Thursday, 21 October 2010


Once when I was walking on the street coming home from work, it happened that I heard somebody who was speaking Gipsy (Romani, AKA Ghajary) language. It was fascinating. He didn't demonstrate his knowledge on Romani language, but he used it. It never happened to me like this in Hungary before, and I was impressed.

So I decided to look it up, what is to know about this language and I found that there are even efforts to standardize it. Moreover, a kind of reform arouse, which includes the tendency to replace loan-words with Hindi ones.

One of these neologisms caught my eyes.

Misal मिसाल, which means "example".

This was necessary because the majority of Romani dialects uses loan-words from the local language that surrounds it, as it can be clearly seen in case of primer (in Slavic areas), bajšpilo (German), and példa (Hungarian).

But as for the misal, it was so striking for me because I understood it immediately, as it is an Arabic word. So this praiseworthy endeavour, to unite Romani language using Hindi words, failed a little here, considering that even Hindi loaned this word. Hence, it blocked keeping things original, because this Hindi word itself is not more original than those to be replaced.

**Recorded information**
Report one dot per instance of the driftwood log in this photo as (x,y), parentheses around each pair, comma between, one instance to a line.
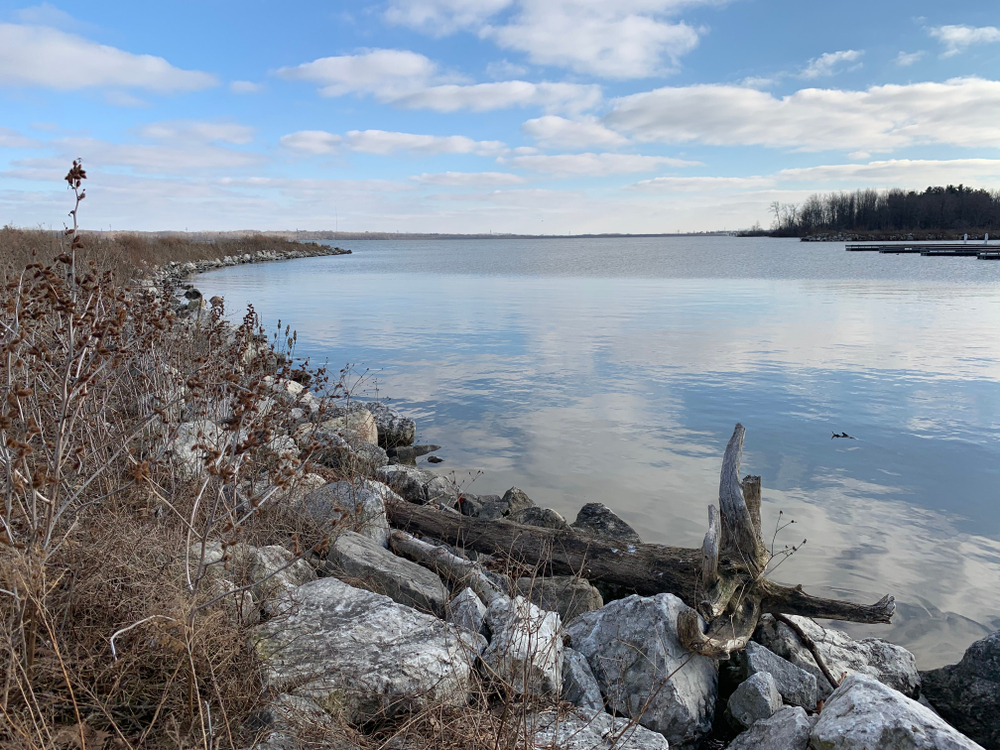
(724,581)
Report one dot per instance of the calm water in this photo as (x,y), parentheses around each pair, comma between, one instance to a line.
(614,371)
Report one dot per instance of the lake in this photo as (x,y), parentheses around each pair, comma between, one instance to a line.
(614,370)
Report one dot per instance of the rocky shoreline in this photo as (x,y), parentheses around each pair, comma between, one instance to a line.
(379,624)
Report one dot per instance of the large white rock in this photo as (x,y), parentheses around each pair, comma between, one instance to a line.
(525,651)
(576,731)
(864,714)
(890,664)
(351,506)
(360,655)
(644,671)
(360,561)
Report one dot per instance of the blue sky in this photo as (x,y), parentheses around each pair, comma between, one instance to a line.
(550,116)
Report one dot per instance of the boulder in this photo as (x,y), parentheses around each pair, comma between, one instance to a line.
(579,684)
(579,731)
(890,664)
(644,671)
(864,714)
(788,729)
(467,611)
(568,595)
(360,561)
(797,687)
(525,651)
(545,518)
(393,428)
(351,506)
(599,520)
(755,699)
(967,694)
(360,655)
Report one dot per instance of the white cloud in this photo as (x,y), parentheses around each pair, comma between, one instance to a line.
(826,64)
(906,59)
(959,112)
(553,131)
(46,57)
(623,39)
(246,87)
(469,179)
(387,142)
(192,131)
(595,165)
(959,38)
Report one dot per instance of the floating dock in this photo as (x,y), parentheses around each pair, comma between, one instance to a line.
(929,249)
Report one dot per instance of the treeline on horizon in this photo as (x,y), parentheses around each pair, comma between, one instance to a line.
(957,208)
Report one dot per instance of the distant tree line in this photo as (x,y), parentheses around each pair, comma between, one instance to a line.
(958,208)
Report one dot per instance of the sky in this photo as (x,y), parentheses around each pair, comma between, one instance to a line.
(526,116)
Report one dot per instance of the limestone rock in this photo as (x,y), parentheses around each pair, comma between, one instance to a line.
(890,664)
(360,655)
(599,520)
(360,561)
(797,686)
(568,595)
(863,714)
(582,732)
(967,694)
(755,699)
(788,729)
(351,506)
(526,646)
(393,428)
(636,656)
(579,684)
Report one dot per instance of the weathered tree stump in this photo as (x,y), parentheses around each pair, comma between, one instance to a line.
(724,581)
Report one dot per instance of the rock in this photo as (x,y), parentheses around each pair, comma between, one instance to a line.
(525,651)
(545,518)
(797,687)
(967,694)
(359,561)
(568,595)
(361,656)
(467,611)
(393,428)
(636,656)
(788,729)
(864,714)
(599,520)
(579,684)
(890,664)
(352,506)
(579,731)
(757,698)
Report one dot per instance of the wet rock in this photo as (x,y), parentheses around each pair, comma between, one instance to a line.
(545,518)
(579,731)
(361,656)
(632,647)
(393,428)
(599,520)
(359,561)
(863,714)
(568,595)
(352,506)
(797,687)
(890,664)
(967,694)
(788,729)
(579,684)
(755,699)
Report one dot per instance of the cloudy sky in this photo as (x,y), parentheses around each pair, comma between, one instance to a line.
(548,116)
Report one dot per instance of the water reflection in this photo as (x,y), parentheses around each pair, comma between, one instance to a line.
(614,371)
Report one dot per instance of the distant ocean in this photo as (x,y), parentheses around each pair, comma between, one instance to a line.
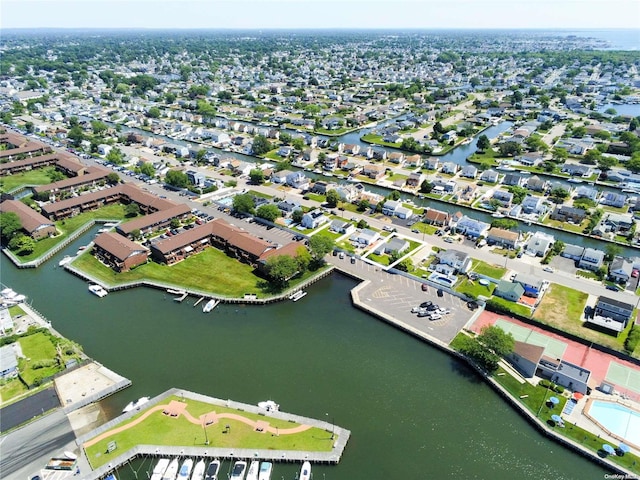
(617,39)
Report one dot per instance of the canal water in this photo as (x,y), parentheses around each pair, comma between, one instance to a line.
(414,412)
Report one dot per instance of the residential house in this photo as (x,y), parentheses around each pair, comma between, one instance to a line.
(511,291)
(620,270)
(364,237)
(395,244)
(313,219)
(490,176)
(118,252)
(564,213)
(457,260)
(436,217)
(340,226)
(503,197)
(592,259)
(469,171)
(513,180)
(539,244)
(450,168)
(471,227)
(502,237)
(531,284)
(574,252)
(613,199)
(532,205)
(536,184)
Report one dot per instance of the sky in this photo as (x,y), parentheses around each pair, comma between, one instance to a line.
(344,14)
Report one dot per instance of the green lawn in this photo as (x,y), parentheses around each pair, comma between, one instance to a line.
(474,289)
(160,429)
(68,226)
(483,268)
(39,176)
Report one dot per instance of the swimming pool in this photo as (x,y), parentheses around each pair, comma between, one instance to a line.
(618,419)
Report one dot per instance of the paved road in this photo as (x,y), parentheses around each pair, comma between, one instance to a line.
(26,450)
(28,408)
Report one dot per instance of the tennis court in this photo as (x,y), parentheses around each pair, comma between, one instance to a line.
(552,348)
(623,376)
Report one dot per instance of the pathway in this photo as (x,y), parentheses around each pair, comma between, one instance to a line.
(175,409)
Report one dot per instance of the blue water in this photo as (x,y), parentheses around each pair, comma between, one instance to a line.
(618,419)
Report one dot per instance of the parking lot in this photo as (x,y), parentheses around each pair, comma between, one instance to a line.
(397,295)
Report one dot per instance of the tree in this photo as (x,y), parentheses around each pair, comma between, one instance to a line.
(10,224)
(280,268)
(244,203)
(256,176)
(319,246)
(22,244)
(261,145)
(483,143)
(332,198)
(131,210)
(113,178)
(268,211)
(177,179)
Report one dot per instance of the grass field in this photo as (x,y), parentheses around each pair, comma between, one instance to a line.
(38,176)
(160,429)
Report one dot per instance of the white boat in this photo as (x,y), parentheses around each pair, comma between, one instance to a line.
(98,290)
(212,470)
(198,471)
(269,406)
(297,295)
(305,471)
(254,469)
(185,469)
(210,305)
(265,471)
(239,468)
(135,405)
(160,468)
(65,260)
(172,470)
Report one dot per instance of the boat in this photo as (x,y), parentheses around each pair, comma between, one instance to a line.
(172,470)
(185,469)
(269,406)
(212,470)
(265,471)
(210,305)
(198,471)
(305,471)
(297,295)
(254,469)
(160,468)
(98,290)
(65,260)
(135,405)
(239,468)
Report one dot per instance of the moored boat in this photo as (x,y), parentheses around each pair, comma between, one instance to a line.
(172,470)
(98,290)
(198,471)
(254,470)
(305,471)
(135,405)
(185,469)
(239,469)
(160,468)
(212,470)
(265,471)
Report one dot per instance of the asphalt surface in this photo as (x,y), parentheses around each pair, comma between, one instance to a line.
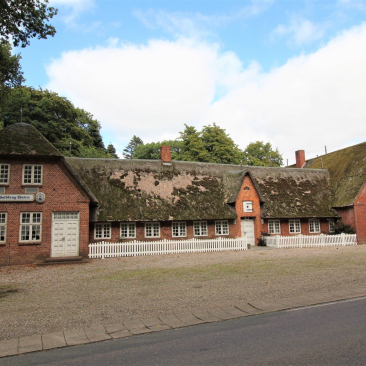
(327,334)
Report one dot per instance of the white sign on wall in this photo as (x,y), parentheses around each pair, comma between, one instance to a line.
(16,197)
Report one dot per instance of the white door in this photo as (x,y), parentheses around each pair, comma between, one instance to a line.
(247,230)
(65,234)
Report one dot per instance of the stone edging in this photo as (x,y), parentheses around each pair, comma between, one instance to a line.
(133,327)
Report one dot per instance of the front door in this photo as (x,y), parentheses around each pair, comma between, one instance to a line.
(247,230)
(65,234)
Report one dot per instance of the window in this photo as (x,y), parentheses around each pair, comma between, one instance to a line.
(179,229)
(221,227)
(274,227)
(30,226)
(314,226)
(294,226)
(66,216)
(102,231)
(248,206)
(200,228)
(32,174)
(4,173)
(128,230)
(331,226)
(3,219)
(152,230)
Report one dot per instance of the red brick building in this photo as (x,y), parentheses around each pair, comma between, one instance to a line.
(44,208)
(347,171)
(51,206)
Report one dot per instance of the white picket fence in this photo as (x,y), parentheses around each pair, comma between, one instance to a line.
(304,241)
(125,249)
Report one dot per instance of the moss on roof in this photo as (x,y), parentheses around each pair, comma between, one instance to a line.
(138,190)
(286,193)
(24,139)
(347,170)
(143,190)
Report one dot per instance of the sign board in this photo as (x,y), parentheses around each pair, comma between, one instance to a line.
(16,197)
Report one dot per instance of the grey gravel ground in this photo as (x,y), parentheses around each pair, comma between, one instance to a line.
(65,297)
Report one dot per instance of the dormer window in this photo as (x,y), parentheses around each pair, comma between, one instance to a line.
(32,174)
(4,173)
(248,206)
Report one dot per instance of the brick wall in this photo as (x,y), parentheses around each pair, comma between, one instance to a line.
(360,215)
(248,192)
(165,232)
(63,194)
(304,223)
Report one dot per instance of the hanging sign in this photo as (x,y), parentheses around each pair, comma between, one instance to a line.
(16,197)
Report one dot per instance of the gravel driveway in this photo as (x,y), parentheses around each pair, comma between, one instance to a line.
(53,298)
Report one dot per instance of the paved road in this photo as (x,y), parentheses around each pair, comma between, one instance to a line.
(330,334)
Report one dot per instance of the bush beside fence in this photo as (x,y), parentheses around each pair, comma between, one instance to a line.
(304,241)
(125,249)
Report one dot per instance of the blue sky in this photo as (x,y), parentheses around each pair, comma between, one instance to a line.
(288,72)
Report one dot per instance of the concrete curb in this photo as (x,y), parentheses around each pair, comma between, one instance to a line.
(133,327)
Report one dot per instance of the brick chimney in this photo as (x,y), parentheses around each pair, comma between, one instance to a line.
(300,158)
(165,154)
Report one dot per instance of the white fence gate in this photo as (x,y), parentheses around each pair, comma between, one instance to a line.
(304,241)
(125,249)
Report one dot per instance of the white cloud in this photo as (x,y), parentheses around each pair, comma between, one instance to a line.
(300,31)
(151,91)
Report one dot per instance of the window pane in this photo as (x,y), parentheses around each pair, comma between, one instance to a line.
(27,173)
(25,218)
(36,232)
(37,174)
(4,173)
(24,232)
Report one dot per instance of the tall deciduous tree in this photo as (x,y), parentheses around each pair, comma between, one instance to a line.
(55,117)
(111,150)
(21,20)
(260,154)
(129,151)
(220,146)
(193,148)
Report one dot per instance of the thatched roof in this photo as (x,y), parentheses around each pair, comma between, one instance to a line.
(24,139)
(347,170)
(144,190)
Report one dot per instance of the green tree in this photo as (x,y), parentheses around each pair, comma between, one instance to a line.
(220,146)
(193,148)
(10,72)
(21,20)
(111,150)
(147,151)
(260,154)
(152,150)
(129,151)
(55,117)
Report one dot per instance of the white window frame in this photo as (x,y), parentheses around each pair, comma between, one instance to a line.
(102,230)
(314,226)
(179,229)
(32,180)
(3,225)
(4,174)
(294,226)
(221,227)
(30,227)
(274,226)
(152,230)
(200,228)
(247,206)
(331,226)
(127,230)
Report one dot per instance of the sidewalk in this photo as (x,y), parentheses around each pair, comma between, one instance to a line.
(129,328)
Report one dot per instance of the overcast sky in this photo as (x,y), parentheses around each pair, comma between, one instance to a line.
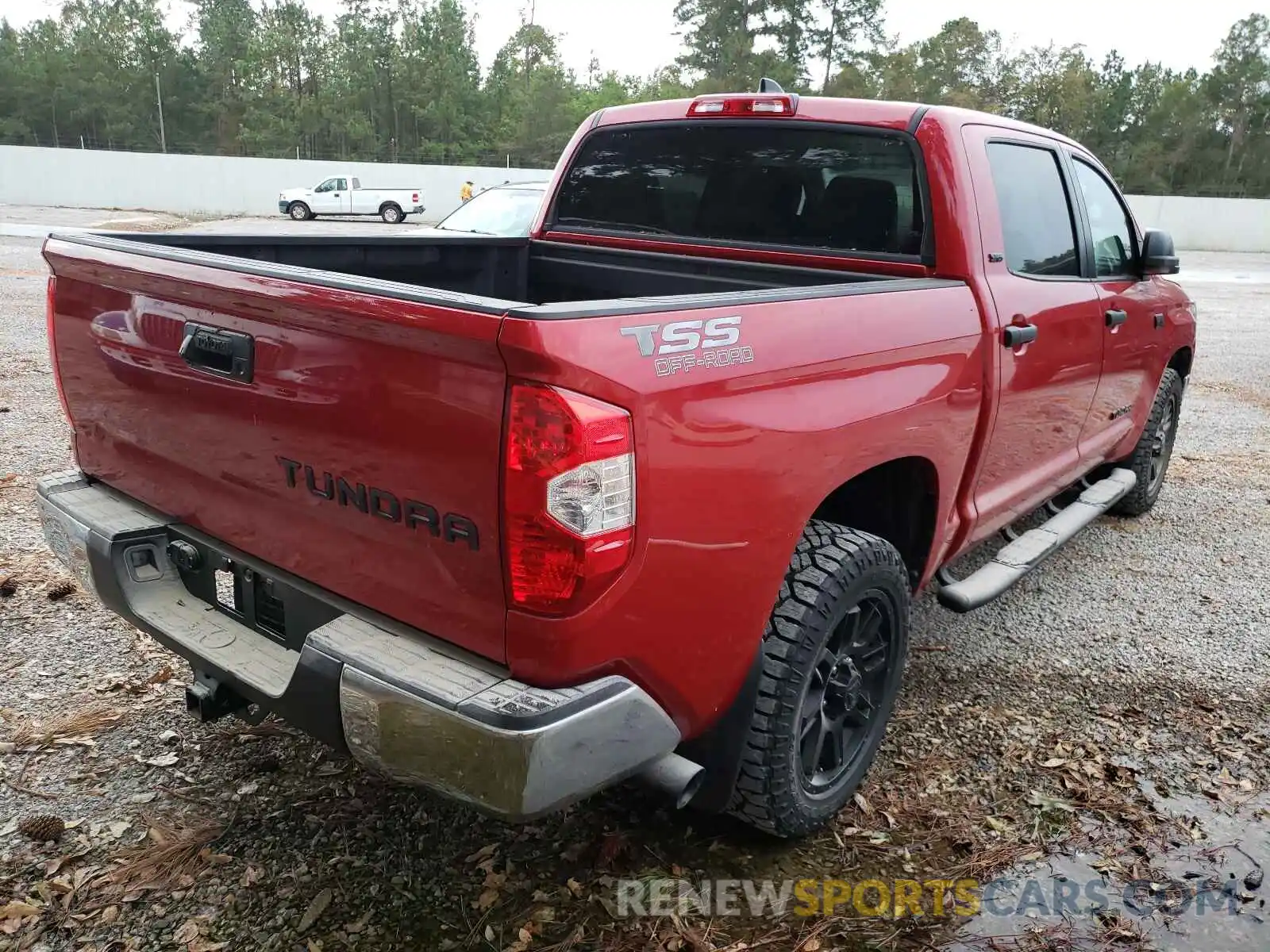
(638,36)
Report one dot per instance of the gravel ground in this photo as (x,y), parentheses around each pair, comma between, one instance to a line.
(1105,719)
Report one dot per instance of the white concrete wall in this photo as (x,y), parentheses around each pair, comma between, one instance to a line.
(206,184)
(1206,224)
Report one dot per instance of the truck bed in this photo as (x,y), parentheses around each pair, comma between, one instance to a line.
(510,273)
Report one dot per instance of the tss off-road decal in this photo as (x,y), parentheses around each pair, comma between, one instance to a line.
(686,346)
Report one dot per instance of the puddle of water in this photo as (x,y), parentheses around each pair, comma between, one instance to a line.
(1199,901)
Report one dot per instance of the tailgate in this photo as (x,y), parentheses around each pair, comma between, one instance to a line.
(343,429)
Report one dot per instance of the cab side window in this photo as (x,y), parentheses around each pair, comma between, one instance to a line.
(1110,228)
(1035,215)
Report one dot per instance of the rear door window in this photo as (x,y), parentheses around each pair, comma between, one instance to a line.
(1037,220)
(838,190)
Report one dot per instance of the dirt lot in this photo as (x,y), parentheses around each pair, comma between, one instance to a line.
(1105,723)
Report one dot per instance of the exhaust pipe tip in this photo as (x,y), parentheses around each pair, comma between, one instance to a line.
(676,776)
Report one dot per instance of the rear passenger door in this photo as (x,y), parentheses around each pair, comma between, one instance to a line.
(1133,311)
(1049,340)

**What you need to do**
Resume the blog post on the Romani word "misal" after its final sentence, in the same first-person voice.

**Answer**
Arabic however generously presented its words to other languages. This word was also adopted by several other languages. Not to go too far, right here it is the Turkish misal, the not-really-surprising Urdu مثال (misal), which can be interpreted as a Persian word as well, and we can find its tracks in the Indonesian misalnya too. As for the Urdu and Persian words they even reserved the original spelling.

The original word مثال (mithál, with the th-sound, as in "both") derives from the Semitic root مثل mathala, which means: to be similar, to resemble. The languages above not only adopted its derivative meaning "example", but also several other forms like amsila, masal, misl, tamsil, those meaning reflects resemblance as well as the "example", "specimen", "model" all resembles to, similar to something.

One of the very useful features of Arabic language is revealed here. This is the radical-system and the pattern driven word forming derives from it. The root letters were emphasized here in order to make easy to realize what kind of patterns are drawn in the specific words, while the order of the root letters never changes.

Moreover, this word is one of those not too rare Semitic words, which share not only similar meaning but also similar pronunciation. Likewise it is in Hebrew mashal (parable/to support with examples), and Amharic msale, msalet (example).

musafir, safari

Once an Arab has told me that Arabic and Romanian are of the same kind of languages. I couldn't hide my opposition. Seeing this, he immediately revealed his argument:

- It's because Romanian when asks how are you doing, what does it say? Ce faci? Right? And likewise the Arabic says: Chefach!

It was an excellent example of a hasty conclusion based on weak knowledge.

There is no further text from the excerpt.